TEXT EXCERPT

--*--

Walking further on, the terrain becomes more challenging, as the flat surface is suddenly replaced by an uneven rocky track where begins a gradual steep incline. Making my way along this slippery surface there are keen abseilers preparing for their respective upward climb. By thuis time the wind has increased and blowing a fine mist of rain. As I follow the ever rising path, I come across even keener wayfarers trekking their way to their respective destinations. The rain has started to increase in intensity by this time, and their are more abseilers making preparations!

The gorge presents a stark but captivating picture with the valley being encroached on both sides by towering cliffs and crags. Vegetation is in abundance, which appears to have colonised along a dry river bed - which I assume will no longer BE arid after this rain. As the rain continues to fall, the cliff faces glisten with the moisture and the red oxides develop a deeper colour. On a clear day the oxides must just glow in the sunlight presenting the cliff faces with a marbling effect. I pass tunnels which are being dug into the cliff faces but for what purpose is not identified and entry is prevented by secure shoring.

The rain is beginning to intensify as is the wind, and yet I am greeting more adventurers who seem to be undaunted by the deteriorating weather. I ask one the this group where they are headed; and I'm informed they hope to reach a 'Wayfarers Hut' which is about six kilomteres ahead. It is there they will possibly spend the night before pressing onwards, to complete their 30k trek over the next couple of days. I guess the route will be fairly strenuous?

After half an hour, the rain has begun to bucket down and the wind is howling. I guess it is good enough reason to head back to the car. The return journey is somewhat longer as the path has become quite slippery and treacherous. Albeit, the weather hasn't daunted the abseilers as they are still making their preparations! Oh, well, whatever rocks one's boat....

We make a quick call into the Mala (small) Paklenica gorge. There is way less infrastrcture here and the path is less defined. In fact there is a warning sign announcing 'dangerous mountain paths' and another with 'climbing prohibited'. OK, so they prefer you to explore the larger gorge. We don't want to spend too much time here so after a few quick photos that includes some of workers crushing and leveling a rock fall with a noisy old grader creaking along on its tracks and an odd assortment of domestic tools such as shovels, a rake and a small hand held hacksaw, we push on. The weather is still s***.

--*--

MATERIAL PROVIDED
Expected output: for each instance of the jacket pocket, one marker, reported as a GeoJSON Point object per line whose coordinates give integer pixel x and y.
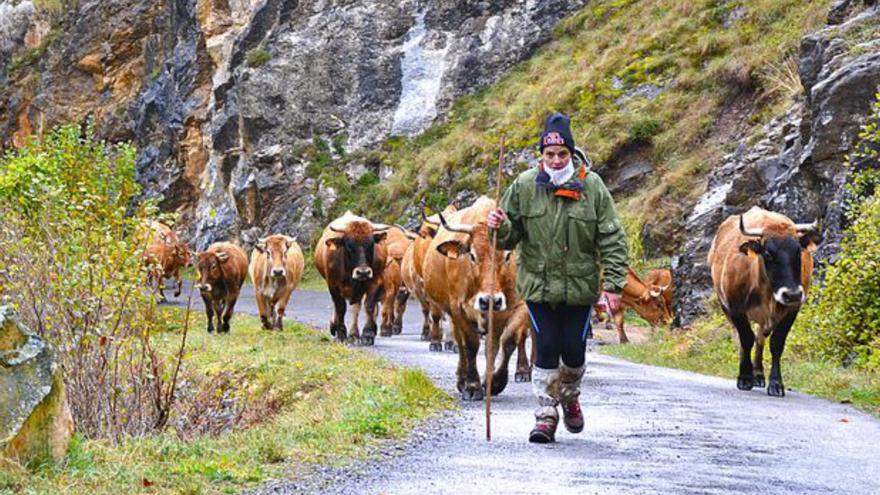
{"type": "Point", "coordinates": [582, 282]}
{"type": "Point", "coordinates": [581, 233]}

--*--

Retype the stretch of the gorge walk account from "The rain is" through "rocks one's boat...." word for word.

The rain is beginning to intensify as is the wind, and yet I am greeting more adventurers who seem to be undaunted by the deteriorating weather. I ask one the this group where they are headed; and I'm informed they hope to reach a 'Wayfarers Hut' which is about six kilomteres ahead. It is there they will possibly spend the night before pressing onwards, to complete their 30k trek over the next couple of days. I guess the route will be fairly strenuous?

After half an hour, the rain has begun to bucket down and the wind is howling. I guess it is good enough reason to head back to the car. The return journey is somewhat longer as the path has become quite slippery and treacherous. Albeit, the weather hasn't daunted the abseilers as they are still making their preparations! Oh, well, whatever rocks one's boat....